SUPPLIED INFORMATION Start Marker
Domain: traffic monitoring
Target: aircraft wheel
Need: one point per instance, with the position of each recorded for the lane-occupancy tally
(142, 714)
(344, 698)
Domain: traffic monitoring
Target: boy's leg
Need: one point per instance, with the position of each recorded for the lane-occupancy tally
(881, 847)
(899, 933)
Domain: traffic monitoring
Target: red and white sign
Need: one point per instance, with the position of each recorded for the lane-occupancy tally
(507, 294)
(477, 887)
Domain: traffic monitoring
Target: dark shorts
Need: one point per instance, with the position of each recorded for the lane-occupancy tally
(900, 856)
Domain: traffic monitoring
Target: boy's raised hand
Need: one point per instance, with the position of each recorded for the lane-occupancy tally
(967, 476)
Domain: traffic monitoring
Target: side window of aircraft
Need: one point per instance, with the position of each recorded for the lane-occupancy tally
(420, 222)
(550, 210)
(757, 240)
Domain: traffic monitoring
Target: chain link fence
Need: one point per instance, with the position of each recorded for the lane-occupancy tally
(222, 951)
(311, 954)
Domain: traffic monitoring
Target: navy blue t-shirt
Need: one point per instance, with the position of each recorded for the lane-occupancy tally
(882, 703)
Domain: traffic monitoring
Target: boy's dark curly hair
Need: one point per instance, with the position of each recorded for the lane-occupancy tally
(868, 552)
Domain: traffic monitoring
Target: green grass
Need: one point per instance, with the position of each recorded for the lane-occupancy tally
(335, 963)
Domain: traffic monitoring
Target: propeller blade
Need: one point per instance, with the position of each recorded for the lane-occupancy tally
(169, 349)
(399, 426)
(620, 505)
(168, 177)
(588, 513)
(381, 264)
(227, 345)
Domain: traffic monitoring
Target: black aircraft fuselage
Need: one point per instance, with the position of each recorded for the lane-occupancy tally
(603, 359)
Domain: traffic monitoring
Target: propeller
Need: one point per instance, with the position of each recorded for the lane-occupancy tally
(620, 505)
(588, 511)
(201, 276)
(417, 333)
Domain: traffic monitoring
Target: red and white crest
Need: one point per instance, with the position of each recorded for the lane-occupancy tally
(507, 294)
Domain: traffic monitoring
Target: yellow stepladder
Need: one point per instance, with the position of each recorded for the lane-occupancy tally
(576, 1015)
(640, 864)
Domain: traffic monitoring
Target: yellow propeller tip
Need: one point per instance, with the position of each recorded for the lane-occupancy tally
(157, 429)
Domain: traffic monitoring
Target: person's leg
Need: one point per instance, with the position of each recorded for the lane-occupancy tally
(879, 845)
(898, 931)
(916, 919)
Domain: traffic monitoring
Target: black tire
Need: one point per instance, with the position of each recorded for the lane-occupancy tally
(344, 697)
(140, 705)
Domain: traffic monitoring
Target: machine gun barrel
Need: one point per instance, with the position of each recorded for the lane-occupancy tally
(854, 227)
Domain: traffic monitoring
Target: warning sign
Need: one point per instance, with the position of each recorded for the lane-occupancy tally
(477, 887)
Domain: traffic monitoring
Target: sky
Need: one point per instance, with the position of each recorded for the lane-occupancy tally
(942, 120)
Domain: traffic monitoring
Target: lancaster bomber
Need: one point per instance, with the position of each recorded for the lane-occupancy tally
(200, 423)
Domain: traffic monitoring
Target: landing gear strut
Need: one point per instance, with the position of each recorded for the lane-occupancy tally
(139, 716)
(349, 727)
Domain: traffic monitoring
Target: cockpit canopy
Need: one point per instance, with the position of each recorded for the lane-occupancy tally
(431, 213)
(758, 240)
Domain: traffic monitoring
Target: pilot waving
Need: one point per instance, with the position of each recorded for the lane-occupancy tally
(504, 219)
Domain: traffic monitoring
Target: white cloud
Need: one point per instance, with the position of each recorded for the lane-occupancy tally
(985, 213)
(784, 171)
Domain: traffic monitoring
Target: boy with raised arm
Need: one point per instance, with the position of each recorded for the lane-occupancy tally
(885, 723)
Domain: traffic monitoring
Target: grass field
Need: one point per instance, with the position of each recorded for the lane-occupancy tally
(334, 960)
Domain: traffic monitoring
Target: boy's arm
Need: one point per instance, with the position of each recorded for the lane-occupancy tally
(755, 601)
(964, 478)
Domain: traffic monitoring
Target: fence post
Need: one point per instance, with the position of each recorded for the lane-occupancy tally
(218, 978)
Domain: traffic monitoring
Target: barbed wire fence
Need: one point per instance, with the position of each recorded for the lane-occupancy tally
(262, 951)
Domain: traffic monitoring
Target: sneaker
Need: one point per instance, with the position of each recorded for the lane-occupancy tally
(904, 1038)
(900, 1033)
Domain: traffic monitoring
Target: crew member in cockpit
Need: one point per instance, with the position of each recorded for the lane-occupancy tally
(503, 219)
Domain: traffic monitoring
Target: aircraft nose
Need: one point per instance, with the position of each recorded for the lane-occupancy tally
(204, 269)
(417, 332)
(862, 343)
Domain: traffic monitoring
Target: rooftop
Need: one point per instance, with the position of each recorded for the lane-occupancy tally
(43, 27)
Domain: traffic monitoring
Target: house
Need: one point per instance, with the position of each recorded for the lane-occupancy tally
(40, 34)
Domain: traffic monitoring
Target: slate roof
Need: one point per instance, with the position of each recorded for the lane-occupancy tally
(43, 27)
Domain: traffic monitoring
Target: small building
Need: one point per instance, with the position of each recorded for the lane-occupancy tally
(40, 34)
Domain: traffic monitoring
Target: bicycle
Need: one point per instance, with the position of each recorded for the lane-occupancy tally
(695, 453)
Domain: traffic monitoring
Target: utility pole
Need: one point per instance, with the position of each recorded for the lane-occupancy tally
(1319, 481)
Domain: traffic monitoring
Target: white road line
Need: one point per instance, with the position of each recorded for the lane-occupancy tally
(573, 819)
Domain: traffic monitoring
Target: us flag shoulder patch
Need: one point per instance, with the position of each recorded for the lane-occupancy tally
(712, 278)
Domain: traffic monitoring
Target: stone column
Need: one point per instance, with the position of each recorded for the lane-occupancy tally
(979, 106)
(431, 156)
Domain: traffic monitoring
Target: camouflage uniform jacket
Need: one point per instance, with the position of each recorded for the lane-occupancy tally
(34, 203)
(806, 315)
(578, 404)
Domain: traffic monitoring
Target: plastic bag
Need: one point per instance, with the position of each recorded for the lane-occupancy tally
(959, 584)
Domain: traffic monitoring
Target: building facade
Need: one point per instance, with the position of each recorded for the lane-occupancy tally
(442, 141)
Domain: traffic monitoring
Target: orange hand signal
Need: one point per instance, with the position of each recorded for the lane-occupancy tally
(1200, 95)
SUPPLIED INFORMATION End Marker
Return exactly the lines above from the line that has "Target: bicycle" through the line that has "Target: white road line", inclusive, and nothing else.

ANSWER SECTION:
Target: bicycle
Need: one point per instance, with the position of each recorded for the lane-occupancy tally
(695, 453)
Domain: traffic monitoring
Target: utility pole
Need: one point per instance, with the position of each recorded for the lane-occupancy tally
(1319, 481)
Domain: traffic monitoring
Target: white road line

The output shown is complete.